Rewrite the records from the line containing "Please locate the tufted" through the end of the records, changing "drop a point" to "place a marker" and leaving everything else as it is.
* Start *
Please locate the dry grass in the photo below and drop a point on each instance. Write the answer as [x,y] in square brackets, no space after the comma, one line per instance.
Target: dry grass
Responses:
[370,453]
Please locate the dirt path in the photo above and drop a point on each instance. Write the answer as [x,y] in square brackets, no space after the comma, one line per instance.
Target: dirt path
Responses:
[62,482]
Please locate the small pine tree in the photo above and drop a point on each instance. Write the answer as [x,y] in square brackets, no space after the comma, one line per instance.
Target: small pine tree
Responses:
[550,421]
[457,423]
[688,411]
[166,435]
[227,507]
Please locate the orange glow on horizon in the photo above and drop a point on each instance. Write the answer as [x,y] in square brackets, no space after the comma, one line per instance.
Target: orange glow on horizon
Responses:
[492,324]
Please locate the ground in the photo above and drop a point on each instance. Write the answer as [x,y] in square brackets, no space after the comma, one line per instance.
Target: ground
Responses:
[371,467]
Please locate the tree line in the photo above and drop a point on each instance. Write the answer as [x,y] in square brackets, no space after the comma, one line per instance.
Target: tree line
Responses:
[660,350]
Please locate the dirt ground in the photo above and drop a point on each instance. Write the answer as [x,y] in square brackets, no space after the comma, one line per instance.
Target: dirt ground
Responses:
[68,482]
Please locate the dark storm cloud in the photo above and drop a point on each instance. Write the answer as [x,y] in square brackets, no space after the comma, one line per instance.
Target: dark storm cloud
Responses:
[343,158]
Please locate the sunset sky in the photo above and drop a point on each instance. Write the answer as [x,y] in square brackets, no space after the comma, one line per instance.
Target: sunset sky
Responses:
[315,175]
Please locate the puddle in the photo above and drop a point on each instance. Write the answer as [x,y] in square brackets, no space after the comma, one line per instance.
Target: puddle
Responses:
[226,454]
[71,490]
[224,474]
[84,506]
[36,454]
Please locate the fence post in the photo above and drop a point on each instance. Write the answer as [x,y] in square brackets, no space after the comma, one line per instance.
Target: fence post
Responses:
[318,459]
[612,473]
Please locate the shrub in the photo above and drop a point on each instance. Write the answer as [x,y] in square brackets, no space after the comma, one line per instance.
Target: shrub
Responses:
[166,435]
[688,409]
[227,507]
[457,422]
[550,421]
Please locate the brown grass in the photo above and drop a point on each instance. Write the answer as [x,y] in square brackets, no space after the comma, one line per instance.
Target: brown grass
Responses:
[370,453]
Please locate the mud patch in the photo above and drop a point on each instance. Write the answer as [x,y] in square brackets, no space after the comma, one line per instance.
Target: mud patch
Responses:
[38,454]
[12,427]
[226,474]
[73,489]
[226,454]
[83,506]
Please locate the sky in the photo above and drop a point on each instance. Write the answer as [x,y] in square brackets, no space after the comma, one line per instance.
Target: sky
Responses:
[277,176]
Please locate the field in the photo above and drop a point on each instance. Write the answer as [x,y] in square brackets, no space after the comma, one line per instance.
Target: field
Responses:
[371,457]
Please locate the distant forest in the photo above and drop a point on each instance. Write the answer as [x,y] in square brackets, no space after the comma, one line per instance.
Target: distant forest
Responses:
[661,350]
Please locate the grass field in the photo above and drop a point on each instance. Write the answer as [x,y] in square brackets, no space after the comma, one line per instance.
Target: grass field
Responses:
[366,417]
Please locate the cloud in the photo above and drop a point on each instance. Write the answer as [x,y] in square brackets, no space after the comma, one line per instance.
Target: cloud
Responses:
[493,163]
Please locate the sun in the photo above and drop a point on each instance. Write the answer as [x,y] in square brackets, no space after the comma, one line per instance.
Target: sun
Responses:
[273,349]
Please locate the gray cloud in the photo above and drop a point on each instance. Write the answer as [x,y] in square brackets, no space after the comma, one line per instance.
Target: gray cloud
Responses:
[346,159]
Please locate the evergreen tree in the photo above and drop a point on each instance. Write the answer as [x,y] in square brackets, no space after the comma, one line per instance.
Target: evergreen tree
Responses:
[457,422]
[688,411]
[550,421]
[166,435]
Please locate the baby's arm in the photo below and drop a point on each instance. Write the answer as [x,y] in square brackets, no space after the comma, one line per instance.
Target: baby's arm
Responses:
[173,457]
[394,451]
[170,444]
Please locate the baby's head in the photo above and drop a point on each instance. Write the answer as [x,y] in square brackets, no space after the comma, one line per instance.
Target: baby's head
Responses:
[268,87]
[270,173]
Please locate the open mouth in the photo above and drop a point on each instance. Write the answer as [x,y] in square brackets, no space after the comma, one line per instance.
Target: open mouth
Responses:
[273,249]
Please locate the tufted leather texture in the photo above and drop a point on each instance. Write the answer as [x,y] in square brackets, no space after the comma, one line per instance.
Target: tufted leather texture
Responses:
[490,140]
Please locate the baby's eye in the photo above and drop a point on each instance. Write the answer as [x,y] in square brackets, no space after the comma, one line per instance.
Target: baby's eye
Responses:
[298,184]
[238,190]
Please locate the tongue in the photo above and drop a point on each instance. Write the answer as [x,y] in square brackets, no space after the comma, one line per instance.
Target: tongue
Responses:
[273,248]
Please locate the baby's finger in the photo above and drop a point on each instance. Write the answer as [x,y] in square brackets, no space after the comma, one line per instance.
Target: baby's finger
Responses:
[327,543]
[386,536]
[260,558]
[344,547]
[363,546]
* End *
_THE COMPLETED TASK_
Please locate the tufted leather texture in the photo above and place a marker on each instance. Write the answer as [x,y] in square brackets, no space after the comma, one line per instance.
Target: tufted leather texture
Responses:
[490,140]
Please locate the baby's eye in the photo above and place a marker on each instance. Write the answer as [x,y] in square brackets, no space after the comma, one line per instance.
Target: baby's eye
Responses:
[298,184]
[238,190]
Please locate the tongue in the photo above and place a marker on each instance. Write the answer as [x,y] in square brackets, no space after the comma, one line per instance.
Target: tongue
Responses:
[273,248]
Please locate the baby's finger in the photo above and place a marker on each instance. Write the answer as [x,y] in square brackets, no space after the comma, one line per instance.
Target: baby's finger
Responses:
[327,543]
[386,536]
[260,558]
[344,547]
[363,546]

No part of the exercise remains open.